### Work instructions
Arrange the items from the start through the line containing "[0,0,600,573]", inclusive, as a two-column CSV headed text and answer, with one row per item. Put each value in a single quoted field, replacing line breaks with spaces.

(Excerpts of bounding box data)

_ _ _ _ _

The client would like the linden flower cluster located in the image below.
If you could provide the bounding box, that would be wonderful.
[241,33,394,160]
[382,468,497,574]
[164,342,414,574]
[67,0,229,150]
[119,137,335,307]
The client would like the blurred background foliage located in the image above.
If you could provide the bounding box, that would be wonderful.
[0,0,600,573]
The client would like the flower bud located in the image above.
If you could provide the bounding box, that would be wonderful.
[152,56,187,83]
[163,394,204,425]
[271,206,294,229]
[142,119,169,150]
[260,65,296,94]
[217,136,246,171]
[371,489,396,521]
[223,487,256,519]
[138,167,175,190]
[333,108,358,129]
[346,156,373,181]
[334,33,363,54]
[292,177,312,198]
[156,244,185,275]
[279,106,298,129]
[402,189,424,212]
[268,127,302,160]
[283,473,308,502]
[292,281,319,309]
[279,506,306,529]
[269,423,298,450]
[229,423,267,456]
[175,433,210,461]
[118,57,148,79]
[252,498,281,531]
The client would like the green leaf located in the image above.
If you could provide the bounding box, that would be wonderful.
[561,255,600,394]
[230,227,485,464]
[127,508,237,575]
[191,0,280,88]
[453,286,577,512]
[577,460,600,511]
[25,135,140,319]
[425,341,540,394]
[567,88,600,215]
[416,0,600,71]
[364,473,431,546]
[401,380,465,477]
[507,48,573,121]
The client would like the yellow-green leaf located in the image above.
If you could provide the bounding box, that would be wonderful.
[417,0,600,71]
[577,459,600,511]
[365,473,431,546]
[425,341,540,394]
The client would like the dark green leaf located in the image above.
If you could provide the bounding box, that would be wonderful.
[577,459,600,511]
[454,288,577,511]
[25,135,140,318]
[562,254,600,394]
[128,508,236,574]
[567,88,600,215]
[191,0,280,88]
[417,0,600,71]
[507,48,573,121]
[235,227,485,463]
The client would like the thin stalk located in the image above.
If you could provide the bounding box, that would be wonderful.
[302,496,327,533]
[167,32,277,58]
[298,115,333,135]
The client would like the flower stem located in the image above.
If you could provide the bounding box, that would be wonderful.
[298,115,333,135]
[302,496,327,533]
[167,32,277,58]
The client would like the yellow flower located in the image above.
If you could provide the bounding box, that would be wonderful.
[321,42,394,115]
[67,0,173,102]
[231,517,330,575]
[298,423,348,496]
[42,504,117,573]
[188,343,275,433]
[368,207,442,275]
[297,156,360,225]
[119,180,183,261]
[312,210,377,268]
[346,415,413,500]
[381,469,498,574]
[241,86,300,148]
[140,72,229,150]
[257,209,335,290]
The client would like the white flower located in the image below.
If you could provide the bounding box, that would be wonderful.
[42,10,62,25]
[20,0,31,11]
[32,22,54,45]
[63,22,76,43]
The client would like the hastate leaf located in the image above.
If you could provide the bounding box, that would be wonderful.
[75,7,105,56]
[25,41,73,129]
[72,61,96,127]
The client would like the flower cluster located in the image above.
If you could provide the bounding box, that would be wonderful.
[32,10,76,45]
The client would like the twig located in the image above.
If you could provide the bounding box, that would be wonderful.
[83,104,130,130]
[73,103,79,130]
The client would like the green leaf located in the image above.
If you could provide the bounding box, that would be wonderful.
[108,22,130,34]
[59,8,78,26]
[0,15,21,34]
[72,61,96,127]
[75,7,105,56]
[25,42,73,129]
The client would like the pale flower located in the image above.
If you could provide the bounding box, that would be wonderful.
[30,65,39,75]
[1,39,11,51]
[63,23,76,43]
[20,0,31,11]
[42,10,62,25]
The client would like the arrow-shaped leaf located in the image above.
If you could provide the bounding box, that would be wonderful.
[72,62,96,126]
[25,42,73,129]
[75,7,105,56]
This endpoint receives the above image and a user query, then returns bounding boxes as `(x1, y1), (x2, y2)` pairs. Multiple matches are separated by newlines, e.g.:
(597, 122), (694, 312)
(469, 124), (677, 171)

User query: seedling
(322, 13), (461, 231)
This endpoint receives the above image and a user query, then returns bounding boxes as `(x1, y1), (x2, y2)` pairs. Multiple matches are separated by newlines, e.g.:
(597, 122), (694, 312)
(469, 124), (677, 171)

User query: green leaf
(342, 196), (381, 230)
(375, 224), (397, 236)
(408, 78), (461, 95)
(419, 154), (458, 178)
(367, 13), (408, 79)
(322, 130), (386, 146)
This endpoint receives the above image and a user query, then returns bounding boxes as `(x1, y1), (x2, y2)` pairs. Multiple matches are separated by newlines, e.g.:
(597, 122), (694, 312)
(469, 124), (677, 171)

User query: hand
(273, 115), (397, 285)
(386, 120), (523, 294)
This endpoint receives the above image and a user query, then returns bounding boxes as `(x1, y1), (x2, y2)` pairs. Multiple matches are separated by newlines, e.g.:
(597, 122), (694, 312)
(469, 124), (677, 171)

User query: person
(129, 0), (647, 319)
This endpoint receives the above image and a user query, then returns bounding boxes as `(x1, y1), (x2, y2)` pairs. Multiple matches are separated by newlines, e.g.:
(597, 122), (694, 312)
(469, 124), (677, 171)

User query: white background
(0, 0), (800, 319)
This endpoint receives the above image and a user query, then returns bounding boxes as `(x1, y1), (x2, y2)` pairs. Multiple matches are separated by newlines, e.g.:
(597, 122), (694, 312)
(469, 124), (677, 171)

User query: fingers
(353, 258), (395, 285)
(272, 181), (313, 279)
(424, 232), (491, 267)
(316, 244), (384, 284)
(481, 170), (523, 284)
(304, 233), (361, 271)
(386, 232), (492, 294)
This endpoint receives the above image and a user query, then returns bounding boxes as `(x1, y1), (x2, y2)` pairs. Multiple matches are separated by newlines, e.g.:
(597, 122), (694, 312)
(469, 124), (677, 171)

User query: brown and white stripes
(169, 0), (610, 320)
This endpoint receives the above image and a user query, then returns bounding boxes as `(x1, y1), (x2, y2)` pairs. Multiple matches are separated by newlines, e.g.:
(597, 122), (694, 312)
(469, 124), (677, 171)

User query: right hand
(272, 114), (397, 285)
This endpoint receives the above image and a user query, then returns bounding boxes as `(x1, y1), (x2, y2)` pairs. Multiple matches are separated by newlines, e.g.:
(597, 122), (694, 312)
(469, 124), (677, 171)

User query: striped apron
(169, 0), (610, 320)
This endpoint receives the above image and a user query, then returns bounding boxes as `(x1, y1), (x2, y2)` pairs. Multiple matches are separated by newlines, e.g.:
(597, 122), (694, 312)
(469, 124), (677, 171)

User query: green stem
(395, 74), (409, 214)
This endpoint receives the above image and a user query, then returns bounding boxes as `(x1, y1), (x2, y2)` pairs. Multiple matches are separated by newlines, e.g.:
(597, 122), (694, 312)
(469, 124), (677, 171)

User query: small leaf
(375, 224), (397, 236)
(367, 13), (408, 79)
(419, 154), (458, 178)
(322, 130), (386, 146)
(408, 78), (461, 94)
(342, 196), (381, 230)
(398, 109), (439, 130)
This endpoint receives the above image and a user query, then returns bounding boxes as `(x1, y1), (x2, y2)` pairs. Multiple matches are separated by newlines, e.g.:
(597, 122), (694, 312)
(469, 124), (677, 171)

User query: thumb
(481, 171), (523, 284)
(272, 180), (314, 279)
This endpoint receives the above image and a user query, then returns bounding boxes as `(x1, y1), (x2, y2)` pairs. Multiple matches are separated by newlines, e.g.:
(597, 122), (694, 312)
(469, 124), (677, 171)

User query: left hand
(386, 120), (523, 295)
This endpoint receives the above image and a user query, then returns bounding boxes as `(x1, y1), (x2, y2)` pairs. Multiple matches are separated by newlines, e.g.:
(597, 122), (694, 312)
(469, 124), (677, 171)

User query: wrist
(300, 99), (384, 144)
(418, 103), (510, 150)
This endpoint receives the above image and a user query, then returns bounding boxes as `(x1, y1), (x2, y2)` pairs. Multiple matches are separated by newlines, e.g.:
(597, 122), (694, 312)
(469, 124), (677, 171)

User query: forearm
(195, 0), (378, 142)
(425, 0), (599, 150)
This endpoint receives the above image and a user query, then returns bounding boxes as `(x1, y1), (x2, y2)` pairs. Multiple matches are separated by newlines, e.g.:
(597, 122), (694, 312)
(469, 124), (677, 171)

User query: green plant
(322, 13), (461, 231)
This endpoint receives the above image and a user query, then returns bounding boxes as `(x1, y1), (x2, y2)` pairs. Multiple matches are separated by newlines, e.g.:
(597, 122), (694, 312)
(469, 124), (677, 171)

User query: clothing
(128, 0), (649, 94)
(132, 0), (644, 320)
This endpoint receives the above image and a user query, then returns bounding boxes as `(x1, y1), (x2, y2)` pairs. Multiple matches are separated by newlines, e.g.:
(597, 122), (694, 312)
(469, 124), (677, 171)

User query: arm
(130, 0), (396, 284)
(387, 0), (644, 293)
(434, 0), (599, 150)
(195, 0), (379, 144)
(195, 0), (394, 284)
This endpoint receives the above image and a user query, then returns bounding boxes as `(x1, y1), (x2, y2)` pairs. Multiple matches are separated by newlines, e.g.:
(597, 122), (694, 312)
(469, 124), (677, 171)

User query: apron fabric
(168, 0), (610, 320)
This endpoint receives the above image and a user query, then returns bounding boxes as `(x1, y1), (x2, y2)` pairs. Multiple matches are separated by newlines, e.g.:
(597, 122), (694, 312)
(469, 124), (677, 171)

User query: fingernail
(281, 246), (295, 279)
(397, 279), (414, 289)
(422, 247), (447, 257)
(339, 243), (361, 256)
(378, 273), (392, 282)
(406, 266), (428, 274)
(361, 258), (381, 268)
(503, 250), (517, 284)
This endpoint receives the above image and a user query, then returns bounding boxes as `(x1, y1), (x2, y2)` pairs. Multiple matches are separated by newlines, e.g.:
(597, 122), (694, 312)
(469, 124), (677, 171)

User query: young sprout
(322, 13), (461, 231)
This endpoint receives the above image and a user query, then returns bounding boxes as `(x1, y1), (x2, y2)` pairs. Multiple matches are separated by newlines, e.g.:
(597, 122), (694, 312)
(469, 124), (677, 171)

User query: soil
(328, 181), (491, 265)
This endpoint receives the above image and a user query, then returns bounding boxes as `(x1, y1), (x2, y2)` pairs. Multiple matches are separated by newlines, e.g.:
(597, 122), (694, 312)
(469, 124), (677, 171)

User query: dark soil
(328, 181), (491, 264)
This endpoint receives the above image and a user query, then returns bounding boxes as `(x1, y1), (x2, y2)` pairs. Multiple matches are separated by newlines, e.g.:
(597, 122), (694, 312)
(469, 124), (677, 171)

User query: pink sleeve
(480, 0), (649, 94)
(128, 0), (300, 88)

_ _ _ _ _

### Task result
text,answer
"The client would like the linden flower cluster located in the image below. If you could provide the bounding box, that would be wonderful.","[241,33,394,160] [382,468,497,574] [164,342,414,574] [67,0,229,150] [119,137,335,307]"
"The client would like the blurred background foliage located in the image above. If you could provide the bounding box, that would be wonderful.","[0,0,600,573]"